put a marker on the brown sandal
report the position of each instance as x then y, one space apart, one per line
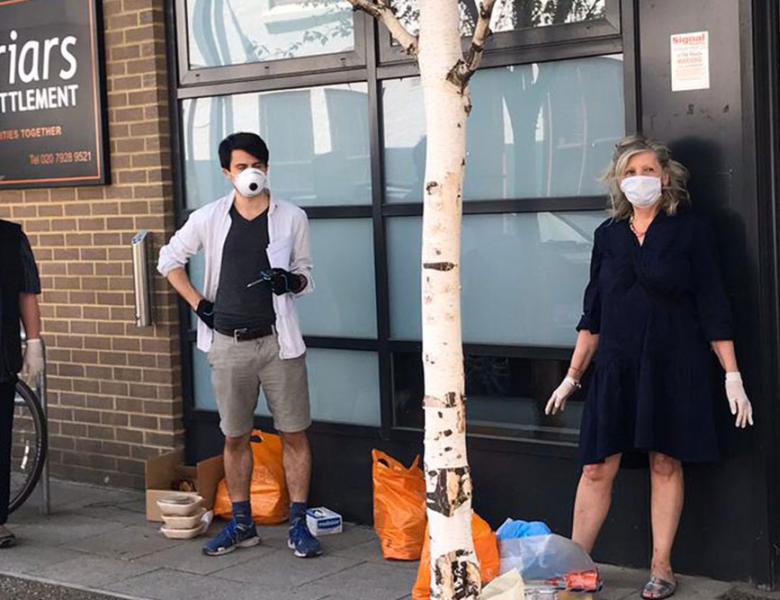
7 539
658 589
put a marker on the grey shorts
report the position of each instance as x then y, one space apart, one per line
238 369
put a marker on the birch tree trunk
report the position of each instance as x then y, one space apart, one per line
454 566
445 75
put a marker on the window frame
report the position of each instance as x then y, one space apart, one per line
270 69
373 69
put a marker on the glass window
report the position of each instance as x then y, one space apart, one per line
235 32
538 130
512 15
506 396
523 276
317 137
344 301
343 386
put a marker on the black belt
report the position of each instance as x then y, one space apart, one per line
245 333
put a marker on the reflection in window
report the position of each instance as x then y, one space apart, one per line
317 137
540 259
536 130
505 396
512 14
344 301
235 32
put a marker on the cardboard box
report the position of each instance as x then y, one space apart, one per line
164 470
322 521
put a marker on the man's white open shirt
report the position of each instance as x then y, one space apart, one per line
288 248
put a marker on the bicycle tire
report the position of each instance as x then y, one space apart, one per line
33 404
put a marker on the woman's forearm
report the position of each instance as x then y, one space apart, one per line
584 351
724 349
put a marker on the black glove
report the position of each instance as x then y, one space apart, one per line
205 312
283 281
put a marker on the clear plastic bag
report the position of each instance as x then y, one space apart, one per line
543 557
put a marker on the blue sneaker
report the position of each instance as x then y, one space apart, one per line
234 535
301 541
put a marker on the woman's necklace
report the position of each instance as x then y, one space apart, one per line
639 234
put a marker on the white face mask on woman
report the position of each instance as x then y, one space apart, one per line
642 191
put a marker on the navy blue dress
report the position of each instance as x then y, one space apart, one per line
655 307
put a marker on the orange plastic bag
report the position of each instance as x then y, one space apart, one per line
399 507
486 546
268 489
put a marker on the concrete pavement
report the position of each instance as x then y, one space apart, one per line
98 540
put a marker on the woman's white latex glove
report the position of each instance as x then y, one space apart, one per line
557 402
33 359
738 401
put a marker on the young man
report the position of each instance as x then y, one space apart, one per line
19 284
257 259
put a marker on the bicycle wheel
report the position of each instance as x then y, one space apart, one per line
29 441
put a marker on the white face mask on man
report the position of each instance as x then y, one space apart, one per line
250 182
642 191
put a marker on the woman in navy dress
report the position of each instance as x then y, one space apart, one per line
655 310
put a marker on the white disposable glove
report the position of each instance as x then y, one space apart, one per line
738 400
557 401
33 359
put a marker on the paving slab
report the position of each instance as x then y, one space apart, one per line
365 581
98 539
127 543
62 528
94 572
281 571
189 557
27 558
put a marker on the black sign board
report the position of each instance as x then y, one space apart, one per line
52 94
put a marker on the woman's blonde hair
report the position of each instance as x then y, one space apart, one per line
672 195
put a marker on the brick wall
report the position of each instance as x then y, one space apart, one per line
114 389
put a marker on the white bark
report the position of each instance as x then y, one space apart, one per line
381 10
454 566
445 75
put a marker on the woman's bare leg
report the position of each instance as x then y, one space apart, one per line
594 496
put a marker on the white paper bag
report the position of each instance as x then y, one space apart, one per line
509 586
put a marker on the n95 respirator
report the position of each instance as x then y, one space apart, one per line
250 182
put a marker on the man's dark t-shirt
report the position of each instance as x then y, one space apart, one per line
243 257
31 284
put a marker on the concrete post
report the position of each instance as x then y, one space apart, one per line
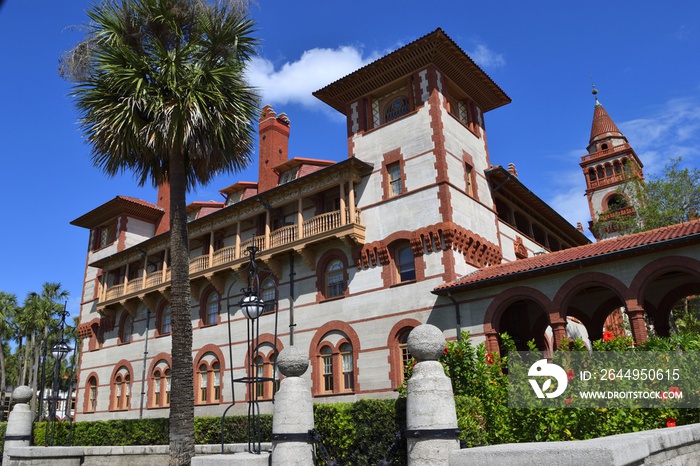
431 420
19 422
293 414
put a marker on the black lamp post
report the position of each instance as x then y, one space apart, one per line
253 306
58 351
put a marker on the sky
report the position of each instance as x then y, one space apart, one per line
643 57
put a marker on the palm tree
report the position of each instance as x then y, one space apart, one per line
161 90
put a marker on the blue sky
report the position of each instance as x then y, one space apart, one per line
642 56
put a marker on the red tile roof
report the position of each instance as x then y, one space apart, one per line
573 257
602 124
117 206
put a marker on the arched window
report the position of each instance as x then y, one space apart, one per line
210 316
335 279
405 264
348 367
127 328
396 108
327 364
121 389
264 367
91 395
335 365
164 325
160 385
269 294
617 202
591 174
208 379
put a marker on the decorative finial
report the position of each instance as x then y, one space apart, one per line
594 92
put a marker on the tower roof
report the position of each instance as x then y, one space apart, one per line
434 48
603 126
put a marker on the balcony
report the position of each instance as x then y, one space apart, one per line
318 229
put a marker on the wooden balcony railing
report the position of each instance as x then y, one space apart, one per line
318 225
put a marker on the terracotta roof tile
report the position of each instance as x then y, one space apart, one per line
545 262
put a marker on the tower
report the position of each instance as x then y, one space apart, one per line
609 164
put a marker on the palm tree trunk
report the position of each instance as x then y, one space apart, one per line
182 398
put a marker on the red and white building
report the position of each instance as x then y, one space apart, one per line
415 226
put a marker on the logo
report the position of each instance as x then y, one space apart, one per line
542 368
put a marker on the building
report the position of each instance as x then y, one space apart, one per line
361 251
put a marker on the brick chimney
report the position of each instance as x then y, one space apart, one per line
164 203
274 146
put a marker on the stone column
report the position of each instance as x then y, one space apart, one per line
637 323
19 422
293 414
558 333
431 420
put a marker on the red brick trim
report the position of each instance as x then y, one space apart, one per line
315 357
112 389
210 348
321 266
152 367
663 312
393 156
471 178
394 359
204 298
86 400
159 318
572 286
645 277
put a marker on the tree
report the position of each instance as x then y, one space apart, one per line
666 199
161 90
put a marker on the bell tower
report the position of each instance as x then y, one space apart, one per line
610 163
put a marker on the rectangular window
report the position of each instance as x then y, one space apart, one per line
394 171
348 372
468 169
328 373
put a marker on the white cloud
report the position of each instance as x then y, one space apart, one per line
294 82
671 131
486 58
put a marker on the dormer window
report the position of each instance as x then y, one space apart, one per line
289 175
234 197
390 106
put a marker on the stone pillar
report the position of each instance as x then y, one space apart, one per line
558 333
19 422
637 323
293 415
431 420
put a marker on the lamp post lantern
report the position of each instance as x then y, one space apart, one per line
252 306
58 351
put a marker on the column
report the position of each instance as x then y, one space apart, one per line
343 216
431 419
558 333
351 201
300 218
293 415
635 312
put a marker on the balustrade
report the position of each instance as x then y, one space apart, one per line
288 234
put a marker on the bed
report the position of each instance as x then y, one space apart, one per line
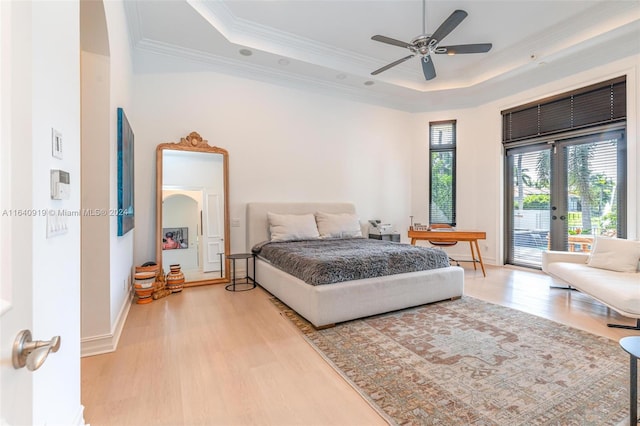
326 305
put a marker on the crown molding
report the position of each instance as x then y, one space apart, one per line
279 77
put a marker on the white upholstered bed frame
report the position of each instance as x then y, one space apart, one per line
324 305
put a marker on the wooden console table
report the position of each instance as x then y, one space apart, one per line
450 235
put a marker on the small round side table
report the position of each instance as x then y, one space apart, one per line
631 345
248 282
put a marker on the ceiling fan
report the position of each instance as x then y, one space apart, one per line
426 44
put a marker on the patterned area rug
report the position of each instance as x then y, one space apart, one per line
468 362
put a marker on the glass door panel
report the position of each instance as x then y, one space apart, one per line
529 206
562 194
587 183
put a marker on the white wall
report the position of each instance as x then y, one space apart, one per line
121 72
284 145
55 102
96 316
480 157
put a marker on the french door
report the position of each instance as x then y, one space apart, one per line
563 193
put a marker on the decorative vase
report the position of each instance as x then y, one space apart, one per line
144 286
175 279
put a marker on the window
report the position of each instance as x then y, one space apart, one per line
442 166
565 175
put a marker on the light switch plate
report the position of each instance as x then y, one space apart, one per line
57 223
56 143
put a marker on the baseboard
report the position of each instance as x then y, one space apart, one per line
79 419
105 343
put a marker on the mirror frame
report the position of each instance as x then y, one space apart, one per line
194 143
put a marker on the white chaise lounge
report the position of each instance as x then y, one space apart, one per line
609 274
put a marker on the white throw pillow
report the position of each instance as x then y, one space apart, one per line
285 227
338 225
615 254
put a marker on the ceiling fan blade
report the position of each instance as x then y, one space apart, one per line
464 48
390 40
392 64
449 25
427 68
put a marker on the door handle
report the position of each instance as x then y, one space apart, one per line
32 354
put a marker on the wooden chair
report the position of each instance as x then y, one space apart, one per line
443 244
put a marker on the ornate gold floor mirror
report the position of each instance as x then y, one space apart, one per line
192 210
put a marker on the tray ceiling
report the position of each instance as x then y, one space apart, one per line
326 45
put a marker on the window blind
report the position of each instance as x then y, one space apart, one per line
590 106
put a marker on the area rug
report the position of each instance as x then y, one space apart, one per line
469 362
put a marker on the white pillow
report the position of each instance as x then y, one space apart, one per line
285 227
338 225
615 254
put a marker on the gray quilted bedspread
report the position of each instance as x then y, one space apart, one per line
329 261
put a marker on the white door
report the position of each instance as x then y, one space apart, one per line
212 232
39 276
15 300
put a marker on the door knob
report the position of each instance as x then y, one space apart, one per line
32 354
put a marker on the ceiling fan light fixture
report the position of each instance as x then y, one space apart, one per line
426 44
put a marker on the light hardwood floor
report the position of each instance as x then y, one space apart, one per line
207 356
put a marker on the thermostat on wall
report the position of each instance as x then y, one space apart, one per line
60 185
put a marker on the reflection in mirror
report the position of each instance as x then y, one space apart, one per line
192 209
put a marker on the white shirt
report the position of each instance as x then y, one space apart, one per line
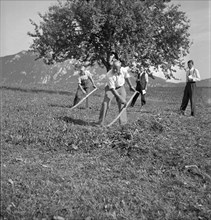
85 76
192 74
114 80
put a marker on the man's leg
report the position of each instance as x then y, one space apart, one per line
138 88
105 105
77 97
143 100
185 98
87 99
123 117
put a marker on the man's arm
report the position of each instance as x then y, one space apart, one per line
130 84
92 81
81 88
197 78
118 96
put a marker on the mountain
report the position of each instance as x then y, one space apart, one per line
23 68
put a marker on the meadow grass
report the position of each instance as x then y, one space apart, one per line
57 164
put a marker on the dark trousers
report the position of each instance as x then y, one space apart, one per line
79 94
189 94
139 88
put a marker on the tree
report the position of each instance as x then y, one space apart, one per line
90 30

## Exercise objective
Report every line in the data that holds "wooden", copying each one.

## Solution to this task
put a marker on the wooden balcony railing
put a marker on the wooden console table
put a marker on the wooden chair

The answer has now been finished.